* [Work required]: Reproduce the lines below without any change, starting at the line that contains "Carefully examine the image and outline every fluffy" and stopping after the line that contains "0, 0, 626, 313". Output only those lines.

* [Information supplied]:

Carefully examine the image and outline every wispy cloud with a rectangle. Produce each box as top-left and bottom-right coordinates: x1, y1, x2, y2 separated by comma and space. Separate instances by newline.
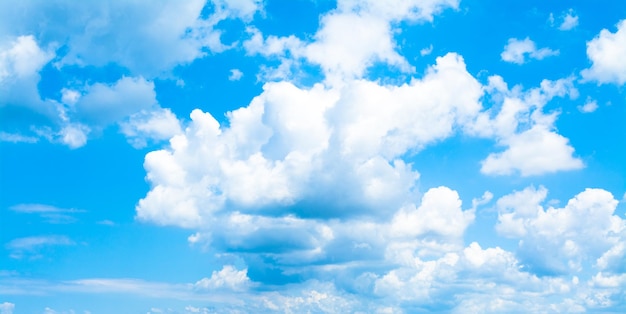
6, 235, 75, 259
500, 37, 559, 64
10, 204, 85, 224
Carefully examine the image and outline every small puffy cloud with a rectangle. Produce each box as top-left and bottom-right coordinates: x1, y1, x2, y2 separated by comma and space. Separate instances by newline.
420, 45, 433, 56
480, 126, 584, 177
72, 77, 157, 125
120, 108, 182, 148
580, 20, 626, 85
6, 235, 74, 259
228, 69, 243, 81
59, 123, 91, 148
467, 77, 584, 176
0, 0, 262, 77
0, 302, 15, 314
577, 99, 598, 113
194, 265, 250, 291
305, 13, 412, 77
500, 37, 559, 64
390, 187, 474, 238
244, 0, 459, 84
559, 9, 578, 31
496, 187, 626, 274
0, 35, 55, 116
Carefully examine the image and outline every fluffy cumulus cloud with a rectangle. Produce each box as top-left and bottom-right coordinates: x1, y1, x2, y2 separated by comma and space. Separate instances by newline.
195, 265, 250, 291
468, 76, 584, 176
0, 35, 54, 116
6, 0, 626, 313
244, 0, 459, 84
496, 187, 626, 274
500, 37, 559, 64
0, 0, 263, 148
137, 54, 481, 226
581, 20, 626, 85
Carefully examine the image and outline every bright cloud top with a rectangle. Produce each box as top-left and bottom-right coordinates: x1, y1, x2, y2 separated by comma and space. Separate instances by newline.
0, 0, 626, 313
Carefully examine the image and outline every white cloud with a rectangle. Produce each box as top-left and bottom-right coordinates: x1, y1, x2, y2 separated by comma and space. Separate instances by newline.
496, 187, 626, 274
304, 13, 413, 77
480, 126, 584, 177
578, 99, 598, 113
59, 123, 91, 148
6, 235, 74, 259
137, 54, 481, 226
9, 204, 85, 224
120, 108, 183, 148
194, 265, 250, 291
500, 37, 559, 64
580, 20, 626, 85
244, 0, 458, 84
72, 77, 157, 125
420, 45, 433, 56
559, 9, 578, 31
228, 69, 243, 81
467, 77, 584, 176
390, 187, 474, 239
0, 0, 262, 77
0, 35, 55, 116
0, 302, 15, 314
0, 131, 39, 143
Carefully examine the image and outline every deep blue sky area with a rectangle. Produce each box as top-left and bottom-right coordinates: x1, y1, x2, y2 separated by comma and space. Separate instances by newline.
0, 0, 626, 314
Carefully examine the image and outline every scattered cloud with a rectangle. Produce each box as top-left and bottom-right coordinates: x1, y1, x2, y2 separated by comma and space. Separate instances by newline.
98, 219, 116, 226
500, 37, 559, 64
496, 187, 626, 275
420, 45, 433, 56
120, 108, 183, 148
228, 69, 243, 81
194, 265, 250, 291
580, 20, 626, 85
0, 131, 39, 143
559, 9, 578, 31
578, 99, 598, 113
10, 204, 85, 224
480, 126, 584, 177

* [Response below]:
Carefully examine the image and outline every fluffy cumulus cloud with a rectangle. Produce each box as top-left and bottom-right coordinates: x1, y1, x2, y2 separated by comma and space. Separate instances by newline.
195, 265, 250, 291
468, 76, 584, 176
0, 35, 54, 116
6, 0, 626, 313
244, 0, 459, 84
496, 187, 626, 274
500, 37, 559, 64
0, 0, 263, 148
137, 54, 481, 226
581, 20, 626, 85
Carefully examine the image and outline every bright cloud top with a rectangle. Produce each box as top-left and bottom-right coordinates: x1, y1, x2, y2 separated by comma and space. Separate instances by newline.
0, 0, 626, 313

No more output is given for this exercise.